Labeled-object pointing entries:
▶

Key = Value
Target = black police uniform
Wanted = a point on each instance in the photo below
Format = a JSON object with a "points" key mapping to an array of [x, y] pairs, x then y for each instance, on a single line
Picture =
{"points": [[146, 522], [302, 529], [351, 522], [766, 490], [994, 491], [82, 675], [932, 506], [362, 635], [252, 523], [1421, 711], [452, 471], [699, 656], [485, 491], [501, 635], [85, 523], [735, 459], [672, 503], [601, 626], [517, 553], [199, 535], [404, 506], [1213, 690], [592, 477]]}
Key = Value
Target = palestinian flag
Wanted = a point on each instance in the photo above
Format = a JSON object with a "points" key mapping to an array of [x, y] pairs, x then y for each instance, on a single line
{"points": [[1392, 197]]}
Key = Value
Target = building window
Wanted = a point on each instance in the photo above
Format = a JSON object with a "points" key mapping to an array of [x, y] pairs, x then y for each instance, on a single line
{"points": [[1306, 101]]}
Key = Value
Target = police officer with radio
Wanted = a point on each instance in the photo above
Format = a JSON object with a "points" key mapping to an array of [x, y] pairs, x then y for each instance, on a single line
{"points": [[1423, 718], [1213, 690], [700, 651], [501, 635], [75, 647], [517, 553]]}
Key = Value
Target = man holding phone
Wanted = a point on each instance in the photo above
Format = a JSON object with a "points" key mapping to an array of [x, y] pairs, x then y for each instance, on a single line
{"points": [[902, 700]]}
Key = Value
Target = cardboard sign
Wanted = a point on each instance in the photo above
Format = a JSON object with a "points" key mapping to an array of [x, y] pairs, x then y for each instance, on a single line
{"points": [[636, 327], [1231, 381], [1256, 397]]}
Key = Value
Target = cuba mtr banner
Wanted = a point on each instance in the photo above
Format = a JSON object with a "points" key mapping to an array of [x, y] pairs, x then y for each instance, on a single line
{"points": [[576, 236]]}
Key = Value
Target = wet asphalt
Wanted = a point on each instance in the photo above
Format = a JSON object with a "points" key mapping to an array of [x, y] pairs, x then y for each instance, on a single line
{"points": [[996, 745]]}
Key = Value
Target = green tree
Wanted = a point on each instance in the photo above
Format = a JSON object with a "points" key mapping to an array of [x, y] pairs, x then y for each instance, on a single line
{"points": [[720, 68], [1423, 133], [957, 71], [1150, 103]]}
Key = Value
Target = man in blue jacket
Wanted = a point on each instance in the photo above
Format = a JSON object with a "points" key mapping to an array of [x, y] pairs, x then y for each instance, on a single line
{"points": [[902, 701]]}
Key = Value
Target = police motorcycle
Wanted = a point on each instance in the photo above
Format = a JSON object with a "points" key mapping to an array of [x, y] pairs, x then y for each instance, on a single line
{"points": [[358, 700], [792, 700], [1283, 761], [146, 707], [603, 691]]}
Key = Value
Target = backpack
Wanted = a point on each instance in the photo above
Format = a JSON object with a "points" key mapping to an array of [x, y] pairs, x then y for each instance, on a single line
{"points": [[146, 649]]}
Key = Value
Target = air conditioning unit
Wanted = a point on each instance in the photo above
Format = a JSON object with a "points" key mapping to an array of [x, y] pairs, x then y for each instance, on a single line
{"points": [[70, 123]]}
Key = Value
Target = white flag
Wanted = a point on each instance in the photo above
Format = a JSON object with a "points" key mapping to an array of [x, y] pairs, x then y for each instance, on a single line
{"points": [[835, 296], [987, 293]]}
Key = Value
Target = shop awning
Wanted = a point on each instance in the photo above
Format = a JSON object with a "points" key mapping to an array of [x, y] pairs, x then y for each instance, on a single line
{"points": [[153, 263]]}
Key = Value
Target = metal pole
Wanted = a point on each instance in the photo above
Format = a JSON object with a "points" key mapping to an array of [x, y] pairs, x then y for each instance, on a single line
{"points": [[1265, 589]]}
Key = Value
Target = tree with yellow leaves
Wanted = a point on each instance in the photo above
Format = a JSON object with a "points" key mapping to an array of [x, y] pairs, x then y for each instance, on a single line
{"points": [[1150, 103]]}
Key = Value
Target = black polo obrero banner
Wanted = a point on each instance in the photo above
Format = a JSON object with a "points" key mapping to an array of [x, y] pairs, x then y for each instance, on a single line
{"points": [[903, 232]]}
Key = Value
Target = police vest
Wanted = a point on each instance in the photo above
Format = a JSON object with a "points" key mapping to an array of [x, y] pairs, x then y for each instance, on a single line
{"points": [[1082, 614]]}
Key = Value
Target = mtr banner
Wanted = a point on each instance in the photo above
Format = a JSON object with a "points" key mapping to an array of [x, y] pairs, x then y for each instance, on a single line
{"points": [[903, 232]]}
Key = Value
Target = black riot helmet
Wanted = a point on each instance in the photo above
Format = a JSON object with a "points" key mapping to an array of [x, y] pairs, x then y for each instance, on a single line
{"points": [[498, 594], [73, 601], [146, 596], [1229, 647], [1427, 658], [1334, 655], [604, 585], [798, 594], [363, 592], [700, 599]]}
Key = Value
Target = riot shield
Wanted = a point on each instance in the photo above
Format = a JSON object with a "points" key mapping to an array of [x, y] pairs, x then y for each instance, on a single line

◀

WHAT YOU NEED TO DO: Copy out the whole listing, exactly as written.

EXPECTED ANSWER:
Key = Value
Target = black police uniform
Wanted = a point on each instance in the photo below
Format = a JSON object with a "points" key mapping to an array of [x, y] pairs, x then y for each instance, on a single line
Picture =
{"points": [[146, 522], [302, 529], [351, 522], [766, 490], [994, 491], [82, 675], [932, 506], [362, 635], [252, 523], [1421, 711], [452, 471], [699, 656], [485, 491], [501, 635], [85, 523], [735, 459], [672, 503], [601, 626], [517, 553], [199, 535], [404, 506], [1213, 690], [592, 477]]}
Key = Value
Target = palestinian flag
Wanted = a point on each instance in the photo above
Format = a JSON object with a "points" key mapping to an array of [x, y] pairs, x then y for each instance, on a single line
{"points": [[1392, 197]]}
Key = Value
Target = building window
Wanted = a point on each instance in the photo above
Format = a JSON object with a "points" key mapping to an array of [x, y] pairs, x then y for each instance, on a single line
{"points": [[1306, 101]]}
Key = Value
Target = police officer with radio
Wanted = a point on each instance in the photo above
Format = a JSON object with a "points" key mapping to an array of [x, y] pairs, x then y for each instance, on a single line
{"points": [[1423, 718], [1213, 690], [700, 651], [501, 635], [75, 647], [517, 553]]}
Key = Value
Target = man holding phone
Wanted = a point on each instance in the photo above
Format = a JSON object with a "points" key mapping to an array of [x, y] pairs, x then y for each instance, on a single line
{"points": [[902, 700]]}
Key = Value
Target = cardboard sign
Wanted = a point on each instance in the photo above
Format = a JSON object with a "points" key mapping to an array of [x, y] pairs, x then y for each instance, on a single line
{"points": [[636, 327], [1231, 381], [1256, 397]]}
Key = Value
Target = cuba mtr banner
Wanted = a point on each instance in the photo above
Format = a JSON object with a "points" key mapping to an array of [x, y] pairs, x then y for each instance, on a single line
{"points": [[576, 236]]}
Key = Value
Target = wet asphalt
Wanted = a point on each instance in the photo above
Format = a JSON object with a "points" key mapping to an array of [x, y] pairs, x then y for each instance, on a single line
{"points": [[996, 745]]}
Key = Value
Target = green tree
Wanted = a point on each instance in the photo above
Format = a JSON object with a "points" key mapping to an array of [x, y] pairs, x then y for each instance, on a single line
{"points": [[720, 68], [1423, 133], [957, 71], [1150, 103]]}
Key = Value
Target = man in blue jacket
Wanted = a point on each instance in the photo above
Format = a JSON object with a "points" key mapping to an array of [x, y] pairs, x then y for each instance, on a single line
{"points": [[902, 701]]}
Key = Value
Target = police motorcycle
Wanted = a point on each instance in the photo above
Format = a JSON object with a "points" key mapping to an array of [x, y] pairs, x then y for each instance, on a single line
{"points": [[358, 700], [792, 700], [1283, 761], [146, 707], [603, 691]]}
Key = Value
Target = backpack
Wanted = a point on each instance in the photo above
Format = a JSON object with a "points" key mapping to an array of [x, y] pairs, x then y for each instance, on a single line
{"points": [[146, 649]]}
Key = Value
Target = air conditioning unit
Wanted = a point on each instance in the photo above
Format = a JSON object with a "points" key mapping to an array of [x, y] pairs, x then y for each instance, on a single line
{"points": [[70, 123]]}
Key = Value
Target = white flag
Wanted = a point on each instance in the photo above
Format = a JSON object with a "points" key mapping to an array of [x, y] pairs, x then y for each instance, on a single line
{"points": [[835, 296], [987, 293]]}
Key = Value
Target = shop awning
Wanted = a point on each instance in the photo above
Format = a JSON object with a "points" key mapping to an array of [x, y] pairs, x then y for each instance, on a single line
{"points": [[153, 263]]}
Key = Value
Target = metal pole
Wanted = a point on each instance in the photo above
Format = a JSON object with a "points" key mapping to an array of [x, y] pairs, x then y for each instance, on a single line
{"points": [[1265, 589]]}
Key = Value
Target = tree with yellow leaves
Wanted = a point on each instance in the photo above
Format = a JSON object with a "points" key mapping to an array of [x, y] pairs, x then y for each instance, on a single line
{"points": [[1150, 103]]}
Key = Value
Target = black polo obrero banner
Wanted = a point on each instance in the photo above
Format = a JSON object with a "points" key mapping to an array of [x, y] pairs, x then y for each instance, on a single line
{"points": [[903, 232]]}
Key = Value
Target = police vest
Wanted = a point on each instance in the photo above
Format = a JSON object with a "points" key mapping to an array of [x, y] pairs, x then y for each instance, on a single line
{"points": [[1082, 614]]}
Key = Value
Target = mtr banner
Wanted = a point on each instance in the photo above
Format = a JSON object with a "points" key mapping to an array of [x, y] pairs, x then y for each instance, on a single line
{"points": [[903, 232]]}
Key = Value
Target = black riot helmet
Wanted = a point on each instance in the photo above
Format = a JSON object with a "points" key mapping to an array of [x, y] pairs, x then y for each instance, on a single line
{"points": [[498, 594], [73, 601], [146, 596], [1229, 647], [1427, 658], [1334, 655], [604, 585], [798, 594], [363, 592], [700, 599]]}
Key = Value
Target = riot shield
Wanted = a point on each instance in the photo above
Format = a JSON object with a "points" key mapping to an array of [x, y] pairs, x then y for each instance, on a single line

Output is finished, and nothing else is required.